- [EXERCISE BRIEF] Would you print out every entry exactly as given?

*** Begin section ***

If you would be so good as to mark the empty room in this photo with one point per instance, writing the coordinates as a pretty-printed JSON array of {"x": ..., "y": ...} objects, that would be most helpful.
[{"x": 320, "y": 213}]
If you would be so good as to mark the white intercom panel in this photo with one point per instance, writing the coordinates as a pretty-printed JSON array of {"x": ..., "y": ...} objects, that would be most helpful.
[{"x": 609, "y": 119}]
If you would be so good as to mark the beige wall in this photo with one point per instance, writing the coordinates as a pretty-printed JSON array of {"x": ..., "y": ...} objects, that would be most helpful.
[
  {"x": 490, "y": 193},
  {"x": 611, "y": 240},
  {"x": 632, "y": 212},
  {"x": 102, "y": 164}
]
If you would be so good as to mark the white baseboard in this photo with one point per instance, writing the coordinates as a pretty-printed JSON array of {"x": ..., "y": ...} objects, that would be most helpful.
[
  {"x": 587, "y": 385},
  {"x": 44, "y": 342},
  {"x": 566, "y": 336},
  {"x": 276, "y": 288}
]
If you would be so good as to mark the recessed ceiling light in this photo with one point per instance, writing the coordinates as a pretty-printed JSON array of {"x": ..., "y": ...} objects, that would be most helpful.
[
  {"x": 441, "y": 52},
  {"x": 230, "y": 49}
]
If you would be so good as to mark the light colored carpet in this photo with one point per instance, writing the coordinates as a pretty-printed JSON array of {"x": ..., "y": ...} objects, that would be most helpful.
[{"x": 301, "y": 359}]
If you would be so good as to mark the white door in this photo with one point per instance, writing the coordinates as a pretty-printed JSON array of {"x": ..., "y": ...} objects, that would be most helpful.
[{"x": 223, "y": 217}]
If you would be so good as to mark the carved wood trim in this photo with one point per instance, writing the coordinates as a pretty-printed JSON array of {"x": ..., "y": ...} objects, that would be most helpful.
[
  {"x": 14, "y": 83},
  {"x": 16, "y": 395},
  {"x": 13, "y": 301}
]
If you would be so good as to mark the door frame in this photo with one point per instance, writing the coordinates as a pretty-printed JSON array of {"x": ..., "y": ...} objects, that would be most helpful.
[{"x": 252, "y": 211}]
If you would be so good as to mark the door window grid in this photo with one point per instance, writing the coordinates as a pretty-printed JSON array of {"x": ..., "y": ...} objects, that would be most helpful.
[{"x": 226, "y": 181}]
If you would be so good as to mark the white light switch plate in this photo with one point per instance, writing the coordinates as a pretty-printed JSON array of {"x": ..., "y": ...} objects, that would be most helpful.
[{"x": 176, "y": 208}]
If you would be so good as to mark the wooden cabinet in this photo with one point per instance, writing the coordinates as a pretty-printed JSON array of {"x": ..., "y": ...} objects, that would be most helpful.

*** End section ***

- [ANSWER]
If you would be so good as to mark the empty room in this photo with one point per instance, writing the coordinates as a pretty-printed JSON array of {"x": ..., "y": ...} objects, that would be most helpful.
[{"x": 320, "y": 213}]
If you would be so good as to mark the white intercom panel in this photo with one point per instance, writing the coordinates as a pretty-printed JSON array of {"x": ..., "y": ...} objects, that would be most helpful.
[{"x": 609, "y": 119}]
If you would be so good as to mark the beige wall in this photo with one point per instance, writing the coordinates as a pretty-printed JSON array of {"x": ..., "y": ...} objects, that would be most helpful.
[
  {"x": 490, "y": 193},
  {"x": 611, "y": 240},
  {"x": 632, "y": 212},
  {"x": 102, "y": 164}
]
If you would be so good as to mark the white baseboard in this photo with one point per instance, writing the coordinates as a pretty-printed JSON array of {"x": ..., "y": ...} objects, that would be most helpful.
[
  {"x": 587, "y": 385},
  {"x": 44, "y": 342},
  {"x": 566, "y": 336},
  {"x": 276, "y": 288}
]
If you would be so good as to mark the recessed ceiling light in this photo with one point per instance, writing the coordinates as a pretty-printed JSON array of {"x": ..., "y": ...} objects, that would be most helpful.
[
  {"x": 441, "y": 52},
  {"x": 230, "y": 49}
]
If you would be so good as to mark the light colored carpet in this photo with one point per instance, writing the coordinates as a pretty-printed JSON array of {"x": ..., "y": ...} objects, that would be most helpful.
[{"x": 301, "y": 359}]
If you would be so good as to mark the white door in this photo with one point per instance, writing the coordinates as a pretty-printed JSON array of {"x": ..., "y": ...} objects, that would be most helpful.
[{"x": 223, "y": 217}]
If you would be so good as to mark the carved wood trim in this photo with one point per instance, writing the coordinates as a pretty-printed JSON array of {"x": ..., "y": ...} objects, that would be most helpful.
[
  {"x": 14, "y": 83},
  {"x": 16, "y": 395},
  {"x": 13, "y": 301}
]
If you would be so good as to mark the door frame in this photo with one point per instance, writing the coordinates as a pretty-printed JSON array of {"x": ..., "y": ...} objects, that would be most helpful.
[{"x": 252, "y": 211}]
If you would be so good as to mark the door window grid in this photo with one point per instance, writing the coordinates as a pretty-printed JSON array of {"x": ..., "y": ...} objects, that would be most helpful.
[{"x": 226, "y": 181}]
If you would be so good as to mark the white light switch plate in this photo with one point per instance, writing the coordinates as a pretty-printed JSON array of {"x": ..., "y": ...} objects, that would be most helpful.
[{"x": 176, "y": 208}]
If you would be so good as to mark the wooden cabinet in this photo with one point per instance, writing the coordinates as a pretty-printed JSON array of {"x": ..., "y": ...} objects, that would be most helpful.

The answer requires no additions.